GIVEN INSTRUCTION: Copy out the rows below word for word, changing nothing.

<<<<

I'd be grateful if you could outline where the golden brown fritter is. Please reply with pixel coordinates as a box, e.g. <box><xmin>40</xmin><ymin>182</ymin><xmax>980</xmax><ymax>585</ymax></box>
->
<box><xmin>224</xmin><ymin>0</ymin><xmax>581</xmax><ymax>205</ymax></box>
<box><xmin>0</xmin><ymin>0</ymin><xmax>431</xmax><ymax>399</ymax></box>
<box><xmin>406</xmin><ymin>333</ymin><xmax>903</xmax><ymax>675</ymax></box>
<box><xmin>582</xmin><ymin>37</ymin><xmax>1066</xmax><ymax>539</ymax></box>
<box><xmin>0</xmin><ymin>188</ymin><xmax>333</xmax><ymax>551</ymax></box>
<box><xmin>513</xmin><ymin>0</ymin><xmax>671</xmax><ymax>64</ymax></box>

>>>>

ANSWER TO THIS EXERCISE:
I'd be grateful if you could outline where the golden brown fritter is. Please reply with pixel coordinates as a box, e.g. <box><xmin>40</xmin><ymin>182</ymin><xmax>980</xmax><ymax>585</ymax></box>
->
<box><xmin>224</xmin><ymin>0</ymin><xmax>581</xmax><ymax>205</ymax></box>
<box><xmin>0</xmin><ymin>0</ymin><xmax>431</xmax><ymax>399</ymax></box>
<box><xmin>406</xmin><ymin>333</ymin><xmax>903</xmax><ymax>675</ymax></box>
<box><xmin>582</xmin><ymin>37</ymin><xmax>1066</xmax><ymax>539</ymax></box>
<box><xmin>0</xmin><ymin>188</ymin><xmax>333</xmax><ymax>551</ymax></box>
<box><xmin>513</xmin><ymin>0</ymin><xmax>671</xmax><ymax>64</ymax></box>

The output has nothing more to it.